• To do
With the pictures removed, set down all of the entries below exactly.

• Input for this task
#####
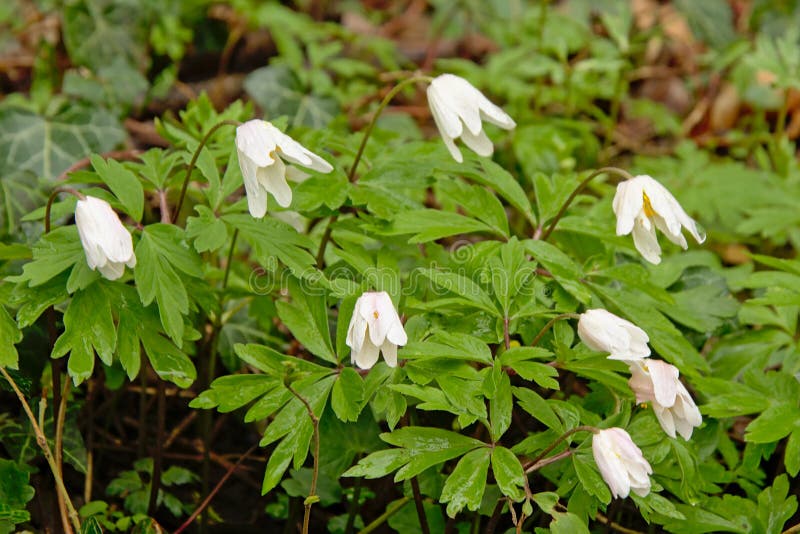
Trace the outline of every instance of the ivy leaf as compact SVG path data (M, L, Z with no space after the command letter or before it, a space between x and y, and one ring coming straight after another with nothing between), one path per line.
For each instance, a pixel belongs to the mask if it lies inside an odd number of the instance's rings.
M251 72L244 90L268 117L287 115L291 126L324 128L339 112L333 98L310 93L287 65L271 65Z
M523 241L523 244L533 255L533 259L550 271L550 274L553 275L556 282L558 282L567 293L583 304L589 304L592 301L591 292L581 283L584 274L580 267L575 265L572 258L545 241L529 239Z
M45 117L20 108L0 109L0 173L31 171L54 180L93 152L108 152L125 139L116 117L103 108L71 104Z
M19 369L17 343L22 341L16 321L11 318L4 306L0 306L0 367Z
M92 284L72 297L64 313L64 333L56 340L51 357L70 353L67 370L78 385L92 376L95 352L106 365L113 363L116 343L111 300L102 284Z
M608 486L606 486L600 473L597 472L594 462L587 459L587 455L573 454L572 465L575 467L575 473L577 473L583 489L589 495L594 495L603 504L611 502L611 492Z
M91 161L94 170L119 199L128 215L136 221L141 221L144 210L144 189L139 178L116 160L104 160L99 155L93 154Z
M0 234L13 234L20 218L45 203L46 197L36 175L30 171L10 171L0 180Z
M589 529L577 515L570 512L556 512L555 518L550 522L550 532L552 534L589 534Z
M783 525L797 511L797 497L789 496L789 479L786 474L775 479L771 487L758 495L758 519L764 532L780 534Z
M511 397L511 381L508 374L501 373L494 396L489 400L489 420L491 421L492 440L499 441L509 425L514 400Z
M189 313L189 296L176 272L201 277L200 257L183 239L183 230L170 224L151 224L136 245L136 288L145 306L158 304L161 323L178 347L183 344L183 316Z
M27 503L35 490L28 484L30 473L13 460L0 458L0 528L30 520ZM12 532L14 528L4 530Z
M492 451L481 448L465 454L447 477L440 501L447 503L447 515L455 517L464 507L478 510L486 489Z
#####
• Completed task
Trace the outline of every instance of the ivy leaf as compact SVG path data (M, L, Z with no space after the command letter or before it, a space between x and y, and one ring coming straight after another with nothing between), one path per line.
For each instance, a pixel belongs to the mask if it lies inside an odd number of the instance's rings.
M251 72L244 90L268 117L287 115L291 126L324 128L339 112L333 98L310 93L287 65L271 65Z
M523 241L523 244L533 255L533 259L550 271L550 274L553 275L556 282L558 282L567 293L583 304L589 304L592 301L591 292L581 283L584 274L580 267L575 265L572 258L545 241L529 239Z
M45 117L20 108L0 109L0 173L31 171L54 180L93 152L108 152L125 139L116 117L103 108L71 104Z
M19 369L17 343L22 341L16 321L11 318L4 306L0 306L0 367Z
M92 284L72 297L64 313L64 333L56 340L51 357L70 353L67 370L78 385L92 376L95 352L106 365L113 363L116 343L111 300L102 284Z
M608 486L606 486L600 473L597 472L594 462L587 459L587 455L573 454L572 465L575 467L575 473L577 473L583 489L589 495L594 495L603 504L611 502L611 492Z
M91 161L94 170L119 199L128 215L136 221L141 221L144 210L144 189L139 178L116 160L104 160L99 155L93 154Z
M0 234L13 234L20 218L45 203L46 197L36 175L30 171L10 171L0 180Z
M589 529L577 515L570 512L556 512L555 518L550 522L550 532L552 534L589 534Z
M783 525L797 511L797 497L789 496L789 479L786 474L775 479L771 487L758 495L758 519L764 532L780 534Z
M511 397L511 381L508 374L501 373L494 396L489 400L489 420L491 421L492 440L499 441L509 425L514 400Z
M189 313L189 296L176 272L201 277L200 257L183 239L183 230L170 224L151 224L136 245L136 288L145 306L158 304L161 323L178 347L183 344L183 316Z
M27 503L35 490L28 484L30 473L13 460L0 458L0 528L30 520ZM12 532L14 528L4 530Z
M492 451L481 448L465 454L447 477L440 501L447 503L447 515L455 517L464 507L478 510L486 489Z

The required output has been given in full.